Task.
Every entry below must be transcribed exactly, with no line missing.

Supplied material.

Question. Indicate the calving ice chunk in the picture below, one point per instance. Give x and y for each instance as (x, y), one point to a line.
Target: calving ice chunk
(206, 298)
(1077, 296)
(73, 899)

Answer to the problem.
Question. Indicate the calving ice chunk in the picture below, one point per instance. Give x and y for each instance as (x, y), one point to a line.
Target: calving ice chunk
(206, 298)
(1077, 296)
(73, 899)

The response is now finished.